##### Information provided #####

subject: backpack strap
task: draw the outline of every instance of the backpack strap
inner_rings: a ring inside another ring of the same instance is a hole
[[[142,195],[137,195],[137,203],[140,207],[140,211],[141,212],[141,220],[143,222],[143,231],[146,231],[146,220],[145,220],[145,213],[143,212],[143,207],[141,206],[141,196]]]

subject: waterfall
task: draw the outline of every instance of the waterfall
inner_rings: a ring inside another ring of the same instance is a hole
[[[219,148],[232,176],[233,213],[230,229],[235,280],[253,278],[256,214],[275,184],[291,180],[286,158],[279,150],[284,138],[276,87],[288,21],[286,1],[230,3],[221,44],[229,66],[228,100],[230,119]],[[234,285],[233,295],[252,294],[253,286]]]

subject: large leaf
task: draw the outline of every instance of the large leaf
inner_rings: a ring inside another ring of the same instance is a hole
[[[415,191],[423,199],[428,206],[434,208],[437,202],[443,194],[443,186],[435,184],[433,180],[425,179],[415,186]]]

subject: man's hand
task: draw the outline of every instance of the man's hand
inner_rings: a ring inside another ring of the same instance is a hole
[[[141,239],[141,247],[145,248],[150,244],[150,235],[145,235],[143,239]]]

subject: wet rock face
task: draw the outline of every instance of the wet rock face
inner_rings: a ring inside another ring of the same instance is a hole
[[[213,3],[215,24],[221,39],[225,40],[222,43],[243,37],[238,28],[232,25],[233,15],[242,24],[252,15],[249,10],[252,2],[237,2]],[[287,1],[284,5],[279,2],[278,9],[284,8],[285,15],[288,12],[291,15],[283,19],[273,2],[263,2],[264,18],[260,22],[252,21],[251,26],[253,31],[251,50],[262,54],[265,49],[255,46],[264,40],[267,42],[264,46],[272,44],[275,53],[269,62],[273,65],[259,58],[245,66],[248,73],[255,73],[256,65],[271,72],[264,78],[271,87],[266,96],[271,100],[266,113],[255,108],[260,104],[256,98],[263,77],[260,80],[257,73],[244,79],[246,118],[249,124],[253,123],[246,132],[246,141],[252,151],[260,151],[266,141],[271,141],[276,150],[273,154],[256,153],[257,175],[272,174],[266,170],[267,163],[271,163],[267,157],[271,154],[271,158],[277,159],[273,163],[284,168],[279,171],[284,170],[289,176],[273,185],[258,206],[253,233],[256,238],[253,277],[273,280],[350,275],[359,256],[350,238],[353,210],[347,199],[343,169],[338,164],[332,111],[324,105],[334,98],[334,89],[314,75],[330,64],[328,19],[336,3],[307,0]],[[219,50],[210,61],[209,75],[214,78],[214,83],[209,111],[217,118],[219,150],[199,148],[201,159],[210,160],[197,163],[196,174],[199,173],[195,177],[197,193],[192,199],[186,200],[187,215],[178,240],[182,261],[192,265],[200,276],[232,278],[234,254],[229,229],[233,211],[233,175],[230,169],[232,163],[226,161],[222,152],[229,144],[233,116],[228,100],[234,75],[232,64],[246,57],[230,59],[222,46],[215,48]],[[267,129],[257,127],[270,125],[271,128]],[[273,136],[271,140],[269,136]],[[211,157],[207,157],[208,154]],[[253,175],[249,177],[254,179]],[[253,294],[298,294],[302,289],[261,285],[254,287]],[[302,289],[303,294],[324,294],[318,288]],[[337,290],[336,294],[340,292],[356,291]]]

#####

• [Exercise instructions] Every record shown above should be written out again exactly.

• [Expected answer]
subject: backpack strap
task: draw the outline of every instance of the backpack strap
inner_rings: a ring inside another ring of the same instance is a hole
[[[142,195],[137,195],[137,203],[140,207],[140,211],[141,212],[141,220],[143,222],[143,231],[146,231],[146,220],[145,220],[145,213],[143,212],[143,207],[141,206],[141,196]]]

subject: waterfall
task: draw the outline of every instance of the waterfall
inner_rings: a ring inside another ring of the same instance is a hole
[[[219,148],[232,176],[233,213],[230,229],[235,280],[253,278],[256,214],[275,184],[291,180],[286,158],[279,150],[284,138],[276,87],[288,21],[286,1],[230,3],[221,44],[229,66],[228,100],[230,119]],[[234,285],[233,295],[252,294],[253,286]]]

subject: large leaf
task: draw the outline of every instance of the large leaf
inner_rings: a ring inside another ring of the same instance is a hole
[[[415,191],[423,199],[428,206],[434,208],[437,202],[443,194],[443,186],[435,184],[433,180],[425,179],[415,186]]]

subject: man's hand
task: draw the outline of every instance of the man's hand
inner_rings: a ring inside another ring of the same instance is a hole
[[[141,239],[141,247],[145,248],[150,244],[150,235],[145,235],[143,239]]]

subject: wet rock face
task: draw the outline of every instance of the wet rock face
inner_rings: a ring inside another ring of the same instance is a hole
[[[213,3],[215,24],[221,39],[225,40],[222,43],[243,37],[238,28],[232,25],[233,15],[242,24],[252,15],[249,10],[252,2],[237,2]],[[287,1],[284,5],[279,2],[278,9],[284,8],[285,15],[288,12],[291,15],[283,19],[273,2],[263,2],[264,18],[260,22],[252,21],[251,26],[253,31],[251,50],[262,54],[265,49],[255,46],[264,40],[267,42],[264,46],[272,44],[275,53],[269,62],[273,65],[259,58],[245,66],[248,73],[255,73],[256,65],[271,72],[264,78],[271,87],[266,96],[271,100],[266,113],[255,108],[260,104],[256,98],[263,77],[260,80],[257,73],[244,79],[246,118],[249,124],[253,123],[246,132],[246,141],[252,151],[260,151],[266,141],[271,141],[276,150],[273,154],[256,153],[257,175],[272,174],[266,170],[267,163],[271,163],[267,157],[271,154],[271,158],[277,159],[273,163],[284,168],[279,171],[284,170],[289,176],[273,185],[258,206],[253,233],[256,238],[253,277],[273,280],[350,275],[359,256],[350,238],[353,210],[347,199],[343,169],[338,164],[332,111],[324,105],[334,98],[334,89],[314,75],[330,64],[328,19],[336,3],[307,0]],[[219,50],[210,61],[209,75],[214,78],[214,83],[209,111],[217,118],[219,150],[199,148],[201,159],[210,160],[197,163],[196,174],[199,173],[195,177],[197,193],[192,199],[186,200],[187,215],[178,240],[182,261],[192,265],[200,276],[232,278],[234,254],[229,229],[233,211],[233,175],[230,169],[232,163],[226,161],[222,152],[229,144],[233,116],[228,100],[234,75],[232,64],[246,57],[230,59],[222,46],[215,48]],[[267,129],[257,127],[270,125],[271,128]],[[273,136],[271,140],[269,136]],[[211,157],[207,157],[208,154]],[[253,175],[249,177],[254,179]],[[253,294],[298,294],[302,289],[261,285],[254,287]],[[302,289],[303,294],[324,294],[318,288]],[[337,290],[336,294],[340,292],[356,291]]]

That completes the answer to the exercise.